* **What is expected**:
Copy out, exactly as written, only the line containing "Objective — one point per instance of the dirt" and the lines after it through the end of the records.
━━━ Data in this exercise ━━━
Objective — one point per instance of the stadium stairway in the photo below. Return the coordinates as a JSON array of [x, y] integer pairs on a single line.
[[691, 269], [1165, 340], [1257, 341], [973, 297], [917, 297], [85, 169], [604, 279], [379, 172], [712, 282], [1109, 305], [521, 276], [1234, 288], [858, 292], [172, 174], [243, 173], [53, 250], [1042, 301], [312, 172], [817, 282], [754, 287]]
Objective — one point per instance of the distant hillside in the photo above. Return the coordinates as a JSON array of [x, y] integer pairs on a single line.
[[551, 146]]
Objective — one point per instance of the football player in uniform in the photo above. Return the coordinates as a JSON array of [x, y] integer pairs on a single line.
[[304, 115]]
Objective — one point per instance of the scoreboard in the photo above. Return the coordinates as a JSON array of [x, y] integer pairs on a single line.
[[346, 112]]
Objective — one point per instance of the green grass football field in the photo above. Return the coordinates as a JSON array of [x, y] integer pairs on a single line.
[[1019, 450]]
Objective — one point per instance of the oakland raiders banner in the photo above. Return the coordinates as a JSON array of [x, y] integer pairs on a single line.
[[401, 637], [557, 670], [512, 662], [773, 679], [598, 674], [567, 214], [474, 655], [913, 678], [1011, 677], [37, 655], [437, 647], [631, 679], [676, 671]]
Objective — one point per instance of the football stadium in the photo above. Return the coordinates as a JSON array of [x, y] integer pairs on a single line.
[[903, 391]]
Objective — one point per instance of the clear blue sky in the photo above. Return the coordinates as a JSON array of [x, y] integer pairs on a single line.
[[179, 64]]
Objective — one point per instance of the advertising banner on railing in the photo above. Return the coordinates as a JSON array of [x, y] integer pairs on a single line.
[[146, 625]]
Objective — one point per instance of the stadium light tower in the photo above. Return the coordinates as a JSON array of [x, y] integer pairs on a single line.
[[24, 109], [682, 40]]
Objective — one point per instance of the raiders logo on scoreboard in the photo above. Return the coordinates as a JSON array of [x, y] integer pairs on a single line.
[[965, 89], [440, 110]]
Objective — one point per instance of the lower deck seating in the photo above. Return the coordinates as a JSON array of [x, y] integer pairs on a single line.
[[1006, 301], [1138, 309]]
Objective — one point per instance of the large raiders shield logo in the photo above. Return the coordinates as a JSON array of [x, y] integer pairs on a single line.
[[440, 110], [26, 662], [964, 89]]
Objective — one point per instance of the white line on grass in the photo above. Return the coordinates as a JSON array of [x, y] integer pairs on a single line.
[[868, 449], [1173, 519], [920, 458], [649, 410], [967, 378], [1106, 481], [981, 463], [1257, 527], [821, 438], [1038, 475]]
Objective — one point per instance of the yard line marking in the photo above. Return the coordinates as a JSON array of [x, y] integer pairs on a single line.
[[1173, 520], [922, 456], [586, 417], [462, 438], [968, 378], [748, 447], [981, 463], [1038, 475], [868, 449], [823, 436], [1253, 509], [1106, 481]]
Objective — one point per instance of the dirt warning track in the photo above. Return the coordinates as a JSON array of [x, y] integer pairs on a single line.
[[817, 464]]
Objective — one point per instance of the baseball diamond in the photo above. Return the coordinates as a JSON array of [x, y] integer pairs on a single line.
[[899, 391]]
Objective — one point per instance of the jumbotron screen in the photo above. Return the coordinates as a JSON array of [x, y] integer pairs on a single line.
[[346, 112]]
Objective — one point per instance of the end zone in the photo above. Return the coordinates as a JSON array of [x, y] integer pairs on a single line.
━━━
* **Answer box**:
Objective — one point per instance of the dirt warning track in the photo above. Return the coordinates as a JSON array of [x, y] integer pairs on a single line.
[[817, 464]]
Objective — one point per instance of the baseball diamond in the photo above. Return the coordinates as a JSON array of [x, y] integer pairs on a single line.
[[899, 391]]
Objective — one point per instance of the jumbotron screen in the photo above. Return the coordinates as a JSON array of [x, y] integer pairs on a single line.
[[346, 112]]
Objective — one point per instance of the end zone in the photo above. Return the coordinates as a JSON array of [x, y] integer pairs on a single line.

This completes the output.